**TO BE DONE:** Reproduce the entries verbatim, covering everything from the first line down to and including the line containing "582, 272, 609, 288".

(Excerpts of bounding box data)
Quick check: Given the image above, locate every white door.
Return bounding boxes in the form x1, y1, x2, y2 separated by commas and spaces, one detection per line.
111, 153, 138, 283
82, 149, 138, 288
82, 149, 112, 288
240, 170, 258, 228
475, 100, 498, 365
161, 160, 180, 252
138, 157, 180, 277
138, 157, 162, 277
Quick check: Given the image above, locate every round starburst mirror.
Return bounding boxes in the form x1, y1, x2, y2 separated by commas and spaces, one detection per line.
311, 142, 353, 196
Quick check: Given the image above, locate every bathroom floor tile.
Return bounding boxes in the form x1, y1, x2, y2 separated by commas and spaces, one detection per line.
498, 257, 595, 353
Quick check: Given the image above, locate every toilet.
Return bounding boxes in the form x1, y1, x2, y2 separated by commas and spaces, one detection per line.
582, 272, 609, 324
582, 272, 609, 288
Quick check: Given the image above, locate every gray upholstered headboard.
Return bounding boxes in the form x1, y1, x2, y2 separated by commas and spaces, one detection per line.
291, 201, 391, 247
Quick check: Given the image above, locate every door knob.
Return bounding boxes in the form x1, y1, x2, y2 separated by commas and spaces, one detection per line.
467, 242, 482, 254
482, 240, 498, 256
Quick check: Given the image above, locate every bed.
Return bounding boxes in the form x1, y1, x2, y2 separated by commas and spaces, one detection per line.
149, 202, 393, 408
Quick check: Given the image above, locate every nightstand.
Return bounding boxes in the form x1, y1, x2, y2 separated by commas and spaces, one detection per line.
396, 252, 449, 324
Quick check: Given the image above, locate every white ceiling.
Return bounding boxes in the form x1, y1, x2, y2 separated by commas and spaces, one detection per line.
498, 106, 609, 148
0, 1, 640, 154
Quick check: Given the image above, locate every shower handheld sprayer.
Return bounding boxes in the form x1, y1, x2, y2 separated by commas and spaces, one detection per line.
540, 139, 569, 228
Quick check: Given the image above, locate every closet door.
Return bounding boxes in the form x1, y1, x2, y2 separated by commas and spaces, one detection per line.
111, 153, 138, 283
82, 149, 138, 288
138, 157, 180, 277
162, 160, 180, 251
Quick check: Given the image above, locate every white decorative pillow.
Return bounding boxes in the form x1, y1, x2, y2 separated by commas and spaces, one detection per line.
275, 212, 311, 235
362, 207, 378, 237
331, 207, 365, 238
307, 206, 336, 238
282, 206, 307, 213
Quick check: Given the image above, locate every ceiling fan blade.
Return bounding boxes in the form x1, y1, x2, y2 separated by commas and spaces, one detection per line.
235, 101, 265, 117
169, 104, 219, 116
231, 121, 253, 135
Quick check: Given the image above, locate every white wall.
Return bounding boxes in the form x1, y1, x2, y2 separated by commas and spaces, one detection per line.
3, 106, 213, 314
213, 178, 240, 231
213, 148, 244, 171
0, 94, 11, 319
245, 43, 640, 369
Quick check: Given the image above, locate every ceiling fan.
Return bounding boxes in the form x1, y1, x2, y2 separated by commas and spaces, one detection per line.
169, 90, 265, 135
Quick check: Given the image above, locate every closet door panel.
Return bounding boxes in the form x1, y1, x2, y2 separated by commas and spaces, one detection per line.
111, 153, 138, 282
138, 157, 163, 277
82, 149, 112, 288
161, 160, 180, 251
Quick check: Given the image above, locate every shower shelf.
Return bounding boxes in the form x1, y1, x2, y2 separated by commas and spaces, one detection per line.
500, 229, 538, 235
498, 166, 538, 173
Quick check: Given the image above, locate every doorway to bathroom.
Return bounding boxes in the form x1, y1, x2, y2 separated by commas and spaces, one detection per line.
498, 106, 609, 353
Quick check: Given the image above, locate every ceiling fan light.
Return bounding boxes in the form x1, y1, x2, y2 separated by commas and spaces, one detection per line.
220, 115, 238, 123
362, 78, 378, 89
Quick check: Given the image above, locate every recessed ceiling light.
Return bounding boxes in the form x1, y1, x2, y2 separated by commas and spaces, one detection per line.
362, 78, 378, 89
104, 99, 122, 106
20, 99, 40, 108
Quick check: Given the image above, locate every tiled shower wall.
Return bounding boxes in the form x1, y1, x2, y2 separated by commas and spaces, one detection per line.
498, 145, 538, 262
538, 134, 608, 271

**FINISHED ANSWER:**
Quick check: Given the image above, locate every white door.
Return bounding boxes in the form x1, y1, x2, y2 separated by commas and spaces, one detection per line.
111, 153, 138, 283
82, 149, 138, 288
82, 149, 112, 288
240, 170, 258, 228
475, 100, 498, 365
161, 160, 180, 252
138, 157, 180, 277
138, 157, 162, 277
Quick check: Given the image above, locate every round starburst mirror.
Return bounding boxes in the form x1, y1, x2, y2 separated by commas and spaces, one detection per line.
311, 142, 353, 196
Quick check: Given the image above, locate every bathroom floor tile.
Return bounding boxes in the form x1, y1, x2, y2 separated by commas and spaces, one detection per line.
498, 257, 595, 353
Quick check: Given the image above, locate every toilet.
Return bounding boxes in the form x1, y1, x2, y2 separated by commas and spaces, one detection per line.
582, 272, 609, 324
582, 272, 609, 288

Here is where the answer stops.